● **TASK**
Copy each of the items below verbatim, character for character.

● **MATERIAL SHOWN**
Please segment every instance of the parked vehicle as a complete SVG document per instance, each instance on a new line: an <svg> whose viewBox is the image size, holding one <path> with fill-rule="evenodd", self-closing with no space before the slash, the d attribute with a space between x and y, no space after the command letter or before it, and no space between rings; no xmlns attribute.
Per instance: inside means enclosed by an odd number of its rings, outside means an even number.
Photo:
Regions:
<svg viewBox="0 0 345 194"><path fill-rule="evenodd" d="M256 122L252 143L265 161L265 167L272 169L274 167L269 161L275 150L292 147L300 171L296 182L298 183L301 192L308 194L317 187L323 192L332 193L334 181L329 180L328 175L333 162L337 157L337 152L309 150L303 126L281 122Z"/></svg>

● **WORKED ANSWER**
Please segment every instance of the parked vehicle as a complete SVG document per instance, each instance on a new line: an <svg> whose viewBox is the image size, holding one <path> with fill-rule="evenodd", self-closing with no space before the slash, the d attribute with a space between x and y, no space after the command letter or before it, and no space between rings; no xmlns attribute.
Per instance: inside means enclosed by an odd number of its rings, outside means an even number.
Photo:
Regions:
<svg viewBox="0 0 345 194"><path fill-rule="evenodd" d="M256 122L252 143L265 161L265 167L272 169L274 167L269 161L275 150L292 147L300 171L296 182L298 183L301 192L308 194L317 187L323 192L332 193L334 181L329 180L328 175L333 162L337 157L337 152L309 150L303 126L281 122Z"/></svg>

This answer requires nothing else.